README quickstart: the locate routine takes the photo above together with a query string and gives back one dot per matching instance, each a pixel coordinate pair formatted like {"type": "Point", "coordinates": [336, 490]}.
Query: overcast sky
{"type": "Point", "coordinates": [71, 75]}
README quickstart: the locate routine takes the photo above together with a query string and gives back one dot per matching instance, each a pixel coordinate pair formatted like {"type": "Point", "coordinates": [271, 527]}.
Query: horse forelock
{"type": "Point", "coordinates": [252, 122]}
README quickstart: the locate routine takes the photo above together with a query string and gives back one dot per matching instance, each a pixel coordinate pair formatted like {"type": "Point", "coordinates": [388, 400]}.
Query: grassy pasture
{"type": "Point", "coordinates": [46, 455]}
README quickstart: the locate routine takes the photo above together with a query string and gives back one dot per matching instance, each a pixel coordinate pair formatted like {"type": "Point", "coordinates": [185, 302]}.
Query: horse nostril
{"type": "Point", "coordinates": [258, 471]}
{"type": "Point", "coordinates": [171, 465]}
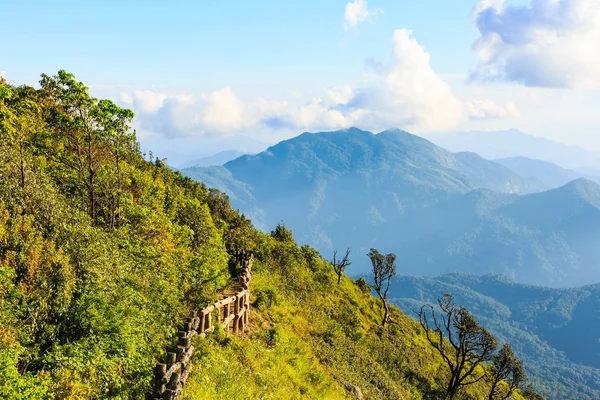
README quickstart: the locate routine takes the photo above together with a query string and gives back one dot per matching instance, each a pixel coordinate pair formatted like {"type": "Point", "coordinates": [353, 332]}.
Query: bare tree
{"type": "Point", "coordinates": [340, 265]}
{"type": "Point", "coordinates": [506, 367]}
{"type": "Point", "coordinates": [384, 268]}
{"type": "Point", "coordinates": [460, 340]}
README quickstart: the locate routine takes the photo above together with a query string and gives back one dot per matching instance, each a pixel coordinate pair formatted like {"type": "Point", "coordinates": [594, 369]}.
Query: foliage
{"type": "Point", "coordinates": [101, 252]}
{"type": "Point", "coordinates": [508, 368]}
{"type": "Point", "coordinates": [308, 335]}
{"type": "Point", "coordinates": [339, 266]}
{"type": "Point", "coordinates": [384, 269]}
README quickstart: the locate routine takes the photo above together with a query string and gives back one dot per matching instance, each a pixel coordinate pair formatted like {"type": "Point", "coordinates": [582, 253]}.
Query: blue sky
{"type": "Point", "coordinates": [272, 69]}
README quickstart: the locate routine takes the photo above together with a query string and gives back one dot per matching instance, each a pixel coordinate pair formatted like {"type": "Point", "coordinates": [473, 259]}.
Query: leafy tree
{"type": "Point", "coordinates": [86, 133]}
{"type": "Point", "coordinates": [506, 367]}
{"type": "Point", "coordinates": [282, 233]}
{"type": "Point", "coordinates": [384, 269]}
{"type": "Point", "coordinates": [460, 340]}
{"type": "Point", "coordinates": [340, 265]}
{"type": "Point", "coordinates": [531, 394]}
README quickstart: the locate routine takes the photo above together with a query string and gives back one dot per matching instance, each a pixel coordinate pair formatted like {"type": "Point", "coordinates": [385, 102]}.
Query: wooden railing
{"type": "Point", "coordinates": [233, 309]}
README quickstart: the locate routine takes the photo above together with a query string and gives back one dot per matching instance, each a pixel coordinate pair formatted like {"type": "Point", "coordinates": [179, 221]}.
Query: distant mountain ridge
{"type": "Point", "coordinates": [513, 143]}
{"type": "Point", "coordinates": [214, 160]}
{"type": "Point", "coordinates": [547, 173]}
{"type": "Point", "coordinates": [555, 331]}
{"type": "Point", "coordinates": [396, 191]}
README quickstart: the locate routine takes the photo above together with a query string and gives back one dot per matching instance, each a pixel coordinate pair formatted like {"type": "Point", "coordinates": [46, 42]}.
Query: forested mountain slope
{"type": "Point", "coordinates": [442, 212]}
{"type": "Point", "coordinates": [555, 331]}
{"type": "Point", "coordinates": [102, 252]}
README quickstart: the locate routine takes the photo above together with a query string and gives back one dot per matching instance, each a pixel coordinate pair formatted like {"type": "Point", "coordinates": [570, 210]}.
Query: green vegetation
{"type": "Point", "coordinates": [554, 331]}
{"type": "Point", "coordinates": [310, 334]}
{"type": "Point", "coordinates": [102, 252]}
{"type": "Point", "coordinates": [440, 212]}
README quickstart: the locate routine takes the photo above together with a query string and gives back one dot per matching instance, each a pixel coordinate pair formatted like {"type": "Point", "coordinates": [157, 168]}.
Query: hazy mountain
{"type": "Point", "coordinates": [214, 160]}
{"type": "Point", "coordinates": [543, 238]}
{"type": "Point", "coordinates": [546, 172]}
{"type": "Point", "coordinates": [440, 211]}
{"type": "Point", "coordinates": [513, 143]}
{"type": "Point", "coordinates": [182, 151]}
{"type": "Point", "coordinates": [555, 331]}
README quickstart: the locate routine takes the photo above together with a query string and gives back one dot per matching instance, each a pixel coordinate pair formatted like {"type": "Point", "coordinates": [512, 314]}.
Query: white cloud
{"type": "Point", "coordinates": [358, 11]}
{"type": "Point", "coordinates": [550, 43]}
{"type": "Point", "coordinates": [406, 94]}
{"type": "Point", "coordinates": [487, 109]}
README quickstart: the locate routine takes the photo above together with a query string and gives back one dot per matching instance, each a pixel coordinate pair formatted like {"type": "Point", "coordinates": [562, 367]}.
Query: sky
{"type": "Point", "coordinates": [205, 72]}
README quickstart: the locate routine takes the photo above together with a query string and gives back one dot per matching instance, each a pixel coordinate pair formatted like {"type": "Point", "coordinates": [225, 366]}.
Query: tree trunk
{"type": "Point", "coordinates": [22, 163]}
{"type": "Point", "coordinates": [386, 313]}
{"type": "Point", "coordinates": [91, 178]}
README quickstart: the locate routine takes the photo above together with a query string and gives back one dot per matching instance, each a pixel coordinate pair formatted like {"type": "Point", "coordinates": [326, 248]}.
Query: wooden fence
{"type": "Point", "coordinates": [233, 308]}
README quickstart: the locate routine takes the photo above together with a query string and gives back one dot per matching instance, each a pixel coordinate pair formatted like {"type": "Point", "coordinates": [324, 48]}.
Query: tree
{"type": "Point", "coordinates": [384, 268]}
{"type": "Point", "coordinates": [531, 394]}
{"type": "Point", "coordinates": [506, 367]}
{"type": "Point", "coordinates": [340, 265]}
{"type": "Point", "coordinates": [20, 119]}
{"type": "Point", "coordinates": [86, 133]}
{"type": "Point", "coordinates": [460, 340]}
{"type": "Point", "coordinates": [282, 233]}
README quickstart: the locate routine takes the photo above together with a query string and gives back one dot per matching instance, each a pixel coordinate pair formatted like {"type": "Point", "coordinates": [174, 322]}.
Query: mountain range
{"type": "Point", "coordinates": [514, 143]}
{"type": "Point", "coordinates": [554, 331]}
{"type": "Point", "coordinates": [439, 211]}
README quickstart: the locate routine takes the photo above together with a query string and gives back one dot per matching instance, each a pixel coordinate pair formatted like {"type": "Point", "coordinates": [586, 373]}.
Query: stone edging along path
{"type": "Point", "coordinates": [233, 308]}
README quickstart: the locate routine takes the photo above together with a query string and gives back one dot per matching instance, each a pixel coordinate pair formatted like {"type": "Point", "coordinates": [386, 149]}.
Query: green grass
{"type": "Point", "coordinates": [307, 334]}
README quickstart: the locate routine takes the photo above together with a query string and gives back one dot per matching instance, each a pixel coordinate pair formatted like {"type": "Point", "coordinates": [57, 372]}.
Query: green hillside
{"type": "Point", "coordinates": [555, 331]}
{"type": "Point", "coordinates": [441, 212]}
{"type": "Point", "coordinates": [102, 252]}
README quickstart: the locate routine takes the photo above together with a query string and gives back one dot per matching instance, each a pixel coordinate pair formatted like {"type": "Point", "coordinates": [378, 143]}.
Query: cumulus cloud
{"type": "Point", "coordinates": [549, 43]}
{"type": "Point", "coordinates": [407, 94]}
{"type": "Point", "coordinates": [486, 109]}
{"type": "Point", "coordinates": [357, 12]}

==*==

WORK REQUIRED ->
Give every record again exactly, apart from the pictures, which stay out.

TASK SOLUTION ->
README quickstart: the locate routine takes the photo above together with a query string and gives back one dot per matching instance, each a pixel coordinate pair formatted like {"type": "Point", "coordinates": [336, 490]}.
Query: overcast sky
{"type": "Point", "coordinates": [71, 75]}
README quickstart: the locate routine takes the photo above together with a query string and gives back one dot per matching instance, each a pixel coordinate pair formatted like {"type": "Point", "coordinates": [271, 527]}.
Query: horse forelock
{"type": "Point", "coordinates": [252, 122]}
README quickstart: the locate routine takes the photo above together with a query string and gives back one dot per matching instance, each a pixel coordinate pair formatted like {"type": "Point", "coordinates": [388, 400]}.
Query: grassy pasture
{"type": "Point", "coordinates": [46, 455]}
README quickstart: the locate routine takes the photo above together with a query string and gives back one dot per matching instance, each a pixel coordinate pair formatted like {"type": "Point", "coordinates": [185, 302]}.
Query: horse nostril
{"type": "Point", "coordinates": [258, 471]}
{"type": "Point", "coordinates": [171, 465]}
README quickstart: the locate routine takes the photo above together with a query string and gives back one dot per matching instance, each a pixel coordinate pair formatted like {"type": "Point", "coordinates": [353, 332]}.
Query: bare tree
{"type": "Point", "coordinates": [340, 265]}
{"type": "Point", "coordinates": [506, 367]}
{"type": "Point", "coordinates": [384, 268]}
{"type": "Point", "coordinates": [460, 340]}
README quickstart: the locate routine takes the photo above together with a query string and gives back one dot per matching instance, each a pixel coordinate pair formatted like {"type": "Point", "coordinates": [594, 369]}.
Query: foliage
{"type": "Point", "coordinates": [101, 252]}
{"type": "Point", "coordinates": [508, 368]}
{"type": "Point", "coordinates": [308, 335]}
{"type": "Point", "coordinates": [339, 266]}
{"type": "Point", "coordinates": [384, 269]}
README quickstart: the locate routine takes the photo above together with a query string and gives back one dot per matching instance, each a pixel coordinate pair formatted like {"type": "Point", "coordinates": [582, 253]}.
Query: blue sky
{"type": "Point", "coordinates": [272, 69]}
README quickstart: the locate routine takes the photo above together with a query string and gives back one dot per matching instance, each a pixel coordinate pair formatted like {"type": "Point", "coordinates": [473, 259]}.
Query: leafy tree
{"type": "Point", "coordinates": [86, 133]}
{"type": "Point", "coordinates": [506, 367]}
{"type": "Point", "coordinates": [282, 233]}
{"type": "Point", "coordinates": [384, 269]}
{"type": "Point", "coordinates": [460, 340]}
{"type": "Point", "coordinates": [340, 265]}
{"type": "Point", "coordinates": [531, 394]}
README quickstart: the locate routine takes the photo above together with a query string and gives back one dot per matching instance, each a pixel coordinate pair formatted like {"type": "Point", "coordinates": [385, 102]}.
Query: wooden railing
{"type": "Point", "coordinates": [233, 309]}
README quickstart: the locate routine takes the photo above together with a query string and gives back one dot per matching instance, each a pixel coordinate pair formatted like {"type": "Point", "coordinates": [179, 221]}.
Query: distant mountain ridge
{"type": "Point", "coordinates": [513, 143]}
{"type": "Point", "coordinates": [214, 160]}
{"type": "Point", "coordinates": [547, 173]}
{"type": "Point", "coordinates": [555, 331]}
{"type": "Point", "coordinates": [396, 191]}
README quickstart: the locate routine takes the photo above together with a query string and gives back one dot per matching instance, each a pixel coordinate pair formatted like {"type": "Point", "coordinates": [46, 42]}.
Query: forested mountain slope
{"type": "Point", "coordinates": [442, 212]}
{"type": "Point", "coordinates": [555, 331]}
{"type": "Point", "coordinates": [102, 252]}
README quickstart: the locate routine takes the photo above together with a query string and gives back one dot per matching instance, each a pixel coordinate pair formatted like {"type": "Point", "coordinates": [570, 210]}.
Query: green vegetation
{"type": "Point", "coordinates": [554, 331]}
{"type": "Point", "coordinates": [310, 334]}
{"type": "Point", "coordinates": [102, 252]}
{"type": "Point", "coordinates": [440, 212]}
README quickstart: the locate routine takes the photo above together with a query string and gives back one dot per matching instance, each a pixel coordinate pair formatted like {"type": "Point", "coordinates": [157, 168]}.
Query: hazy mountain
{"type": "Point", "coordinates": [214, 160]}
{"type": "Point", "coordinates": [543, 238]}
{"type": "Point", "coordinates": [546, 172]}
{"type": "Point", "coordinates": [440, 211]}
{"type": "Point", "coordinates": [513, 143]}
{"type": "Point", "coordinates": [182, 151]}
{"type": "Point", "coordinates": [555, 331]}
README quickstart: the locate routine takes the photo above together with a query string and gives back one dot per matching instance, each a pixel coordinate pair formatted like {"type": "Point", "coordinates": [512, 314]}.
Query: white cloud
{"type": "Point", "coordinates": [358, 11]}
{"type": "Point", "coordinates": [550, 43]}
{"type": "Point", "coordinates": [406, 94]}
{"type": "Point", "coordinates": [487, 109]}
README quickstart: the locate routine takes the photo above together with a query string and gives back one dot per matching instance, each a pixel coordinate pair formatted like {"type": "Point", "coordinates": [562, 367]}.
Query: sky
{"type": "Point", "coordinates": [205, 72]}
README quickstart: the locate routine takes the photo above together with a query string and gives back one dot per matching instance, each a pixel coordinate pair formatted like {"type": "Point", "coordinates": [225, 366]}.
Query: tree trunk
{"type": "Point", "coordinates": [22, 163]}
{"type": "Point", "coordinates": [386, 313]}
{"type": "Point", "coordinates": [91, 178]}
README quickstart: the locate routine takes the photo above together with a query string and gives back one dot per matching instance, each a pixel coordinate pair formatted like {"type": "Point", "coordinates": [326, 248]}.
Query: wooden fence
{"type": "Point", "coordinates": [233, 308]}
README quickstart: the locate routine takes the photo above together with a query string and gives back one dot per matching instance, each a pixel coordinate pair formatted like {"type": "Point", "coordinates": [324, 48]}.
Query: tree
{"type": "Point", "coordinates": [384, 268]}
{"type": "Point", "coordinates": [531, 394]}
{"type": "Point", "coordinates": [506, 367]}
{"type": "Point", "coordinates": [340, 265]}
{"type": "Point", "coordinates": [20, 119]}
{"type": "Point", "coordinates": [86, 133]}
{"type": "Point", "coordinates": [460, 340]}
{"type": "Point", "coordinates": [282, 233]}
README quickstart: the locate routine takes the photo above together with a query string and gives back one dot per matching instance, each a pixel coordinate pair formatted like {"type": "Point", "coordinates": [174, 322]}.
Query: mountain range
{"type": "Point", "coordinates": [514, 143]}
{"type": "Point", "coordinates": [554, 331]}
{"type": "Point", "coordinates": [439, 211]}
README quickstart: the locate routine takes the photo above together with a query string and gives back one dot per matching instance, each a pixel coordinate pair formatted like {"type": "Point", "coordinates": [586, 373]}.
Query: stone edging along path
{"type": "Point", "coordinates": [233, 308]}
README quickstart: the locate routine takes the photo above together with a query string and gives back one dot per matching instance, each a pixel coordinate pair formatted like {"type": "Point", "coordinates": [386, 149]}.
Query: green grass
{"type": "Point", "coordinates": [307, 334]}
README quickstart: the locate routine takes the photo above together with a query string and gives back one dot per matching instance, each a pixel coordinate pair formatted like {"type": "Point", "coordinates": [57, 372]}.
Query: green hillside
{"type": "Point", "coordinates": [555, 331]}
{"type": "Point", "coordinates": [441, 212]}
{"type": "Point", "coordinates": [102, 252]}
README quickstart: the locate routine takes the photo above together with a query string and gives back one dot per matching instance, each a pixel coordinate pair formatted like {"type": "Point", "coordinates": [378, 143]}.
Query: cumulus cloud
{"type": "Point", "coordinates": [549, 43]}
{"type": "Point", "coordinates": [407, 94]}
{"type": "Point", "coordinates": [486, 109]}
{"type": "Point", "coordinates": [357, 12]}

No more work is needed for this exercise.